* Passage shown:
========================

# Delta Floor Standing Drill Press @ Lowes



## k3usr (Sep 26, 2010)

Just picked up a Floor Standing Delta Drill press for $200 on clearance (from 400) at lowes, looks like they are switching to porter cable. What a deal!!!!


----------



## bobj3 (Jan 17, 2006)

Hi

I would say it's the bottom line thing for them, like all of us,like they say buy right and sale them at the right price..

========



k3usr said:


> Just picked up a Floor Standing Delta Drill press for $200 on clearance (from 400) at lowes, looks like they are switching to porter cable. What a deal!!!!


----------



## Tommyt654 (Apr 5, 2009)

Yup,They haver been clearancing those as well as the 28-276 bandsaw for quite sometime. I bought and resold several of them over the past 2 yrs at $150 a piece. The only reason I did not keep that particular model DP was it was a little low in the h.p. range and I found an older DP400 model that had a 1 h.p. motor in it that I liked . Their almost identical DP,s but the 400 has a higher h.p. rating. It was strange tho cause I had thought the 400 was a 3/4 h.p. but the one I bought had a 1 h.p. motor and the owner said it was bought that way,dunno,but thought it strange


----------



## jw2170 (Jan 24, 2008)

k3usr said:


> Just picked up a Floor Standing Delta Drill press for $200 on clearance (from 400) at lowes, looks like they are switching to porter cable. What a deal!!!!

========================

* Dataset entries:
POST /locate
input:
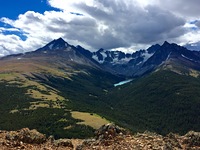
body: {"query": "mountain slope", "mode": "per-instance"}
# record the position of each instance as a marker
(41, 89)
(162, 102)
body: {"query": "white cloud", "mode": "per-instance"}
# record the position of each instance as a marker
(126, 25)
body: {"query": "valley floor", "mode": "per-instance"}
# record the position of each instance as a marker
(108, 137)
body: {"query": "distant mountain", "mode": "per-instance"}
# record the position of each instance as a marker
(43, 89)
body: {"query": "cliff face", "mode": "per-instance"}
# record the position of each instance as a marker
(108, 137)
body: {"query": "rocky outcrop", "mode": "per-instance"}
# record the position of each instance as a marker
(112, 137)
(108, 137)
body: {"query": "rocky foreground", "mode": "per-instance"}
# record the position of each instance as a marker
(108, 137)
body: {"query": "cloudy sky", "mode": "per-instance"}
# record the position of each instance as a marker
(127, 25)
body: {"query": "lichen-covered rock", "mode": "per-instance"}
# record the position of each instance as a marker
(27, 136)
(109, 131)
(63, 142)
(192, 139)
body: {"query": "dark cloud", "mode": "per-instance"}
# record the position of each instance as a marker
(187, 8)
(107, 24)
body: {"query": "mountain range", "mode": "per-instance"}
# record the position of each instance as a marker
(45, 88)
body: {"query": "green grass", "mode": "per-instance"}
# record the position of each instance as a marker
(162, 102)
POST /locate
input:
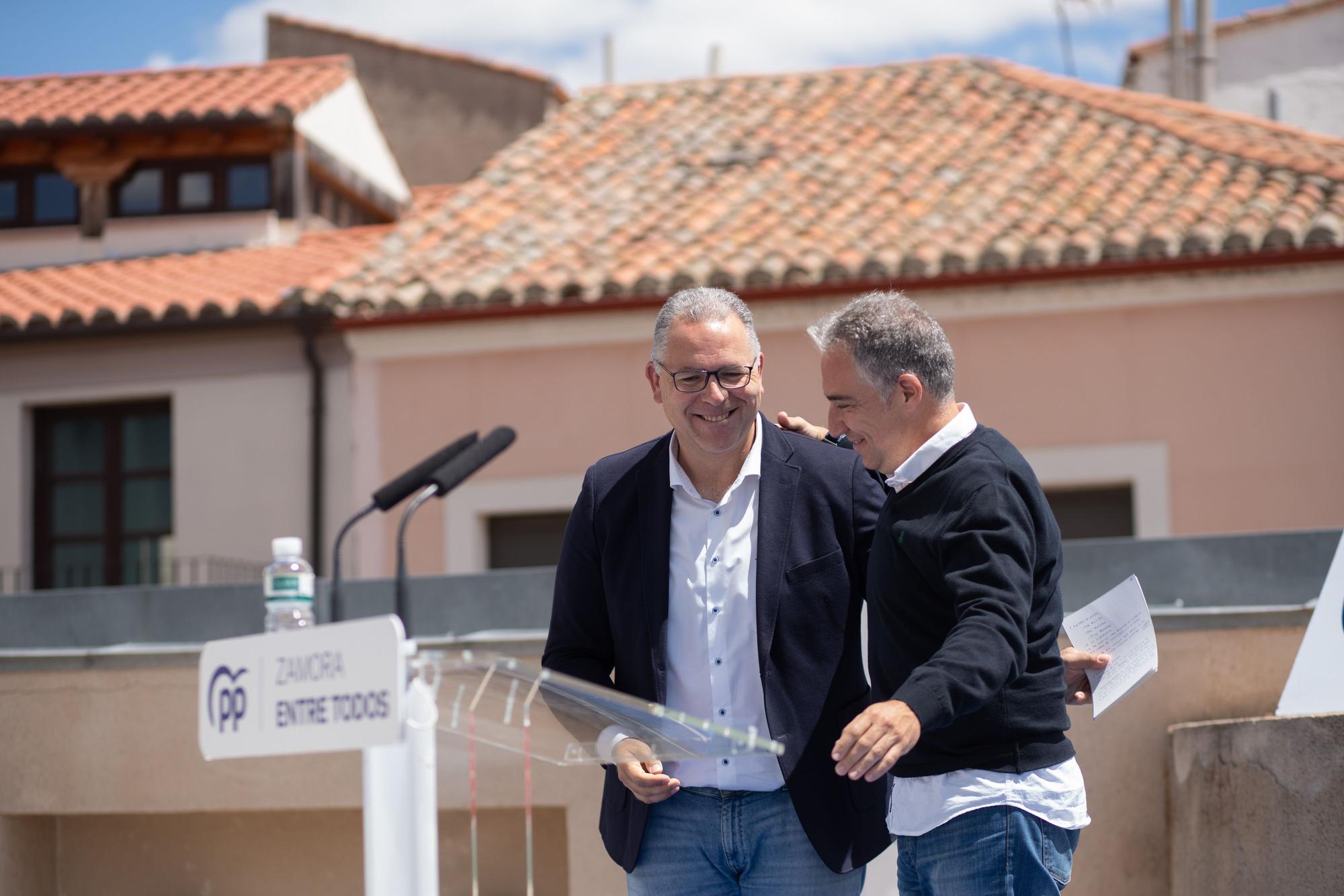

========================

* Aim of the exercise: Revise the drill press thread from "Yup,They haver been" up to and including "(Jan 24, 2008)", putting "band saw" wherever "bandsaw" appears.

* Solution to the problem:
Yup,They haver been clearancing those as well as the 28-276 band saw for quite sometime. I bought and resold several of them over the past 2 yrs at $150 a piece. The only reason I did not keep that particular model DP was it was a little low in the h.p. range and I found an older DP400 model that had a 1 h.p. motor in it that I liked . Their almost identical DP,s but the 400 has a higher h.p. rating. It was strange tho cause I had thought the 400 was a 3/4 h.p. but the one I bought had a 1 h.p. motor and the owner said it was bought that way,dunno,but thought it strange


----------



## jw2170 (Jan 24, 2008)